Positive thing number 3 brings us to the Flaura and Fauna releases. Diageo’s official releases of those distilleries in their portfolio that otherwise don’t see much in terms of official releases, let alone a core range. Granted: giving these workhorse distilleries that mainly cater to their blends their due attention, is something deserving of a nod of approval. At the time, early 1990’s, getting your hands on something from say, Blair Athol or Linkwood would always mean being dependent on the often limited distribution network of indie bottlers, whereas Diageo’s distribution literally spans the entire world. You could (and can) walk into any supermarket pretty much anywhere in the world with a very good chance of finding something like Talisker, Lagavulin or Singleton. And while not as ubiquitous, the same applies to those F&F bottles, be it in specialised stores, at a lower outturn but still pretty much the world over. Making these distilleries known and available have proven to be a success, and they stuck with it since.  I know there are quite a few enthusiasts and afficionados out there who are (very) keen on these. Personally I never really connected with them, mainly, and the irony-metre is fully revved up here, because I can almost always find more interesting expressions from these exact distilleries through independent bottlers. Whether that that will last, remains to be seen, given my previous concern of course. For the time being:  I’m well aware I find myself in a fortunate situation where I have easy access to a lot of official and indie stuff. But for a lot of people these F& F bottles are probably there only chance of finding a Teaninich, Linkwood, Blair Athol, Dailuaine... Yes, all bottles in the F&F range carry an age statement, but at 43% ABV, with added colouring and chill filtration, I’ll argue that perhaps it’s time to ‘upgrade’ the range a bit – as they do go back well over 3 decades now- by bumping up the ABV and losing the nasty E150A and the chill filtering process. They are already tapping into an enthusiast’s market, maybe it’s time to cater to what enthusiasts actually would like to see?  But again emphasis on this being from my own perspective and point of view.
━━━━━━━━━━━━━━━━━━━━━━━━━━━━━━
Instruction. In the passage about Diageo's F&F releases, at what strength are all the bottles in the range sold? The listing that follows comes from a separate source unrelated to this passage.

Dataset section.
━━━━━━━━━━━━━━━━━━━━━━━━━━━━━━
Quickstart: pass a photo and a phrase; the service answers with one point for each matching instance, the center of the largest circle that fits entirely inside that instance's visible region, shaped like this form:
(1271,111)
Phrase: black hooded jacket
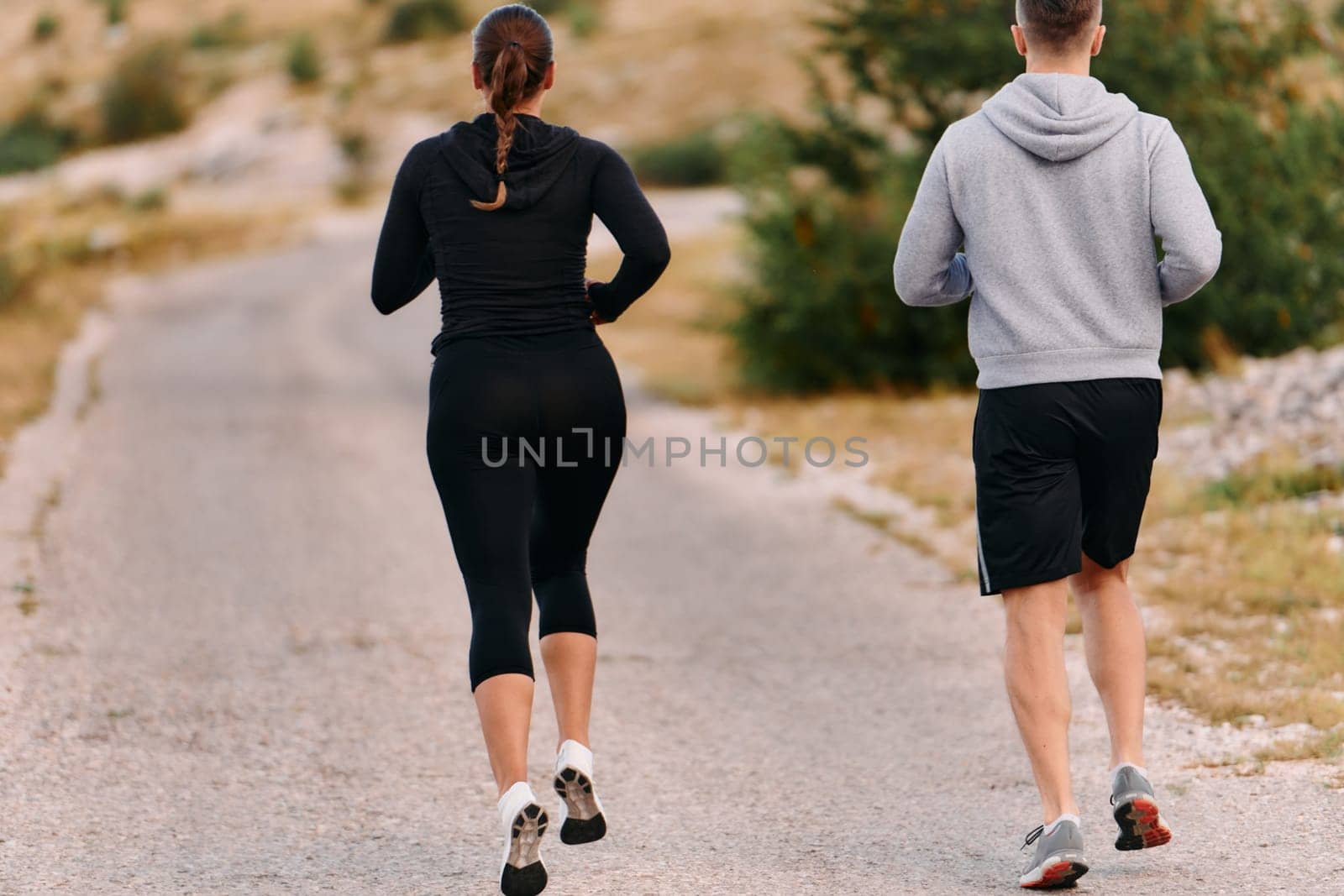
━━━━━━━━━━━━━━━━━━━━━━━━━━━━━━
Full output. 43% ABV.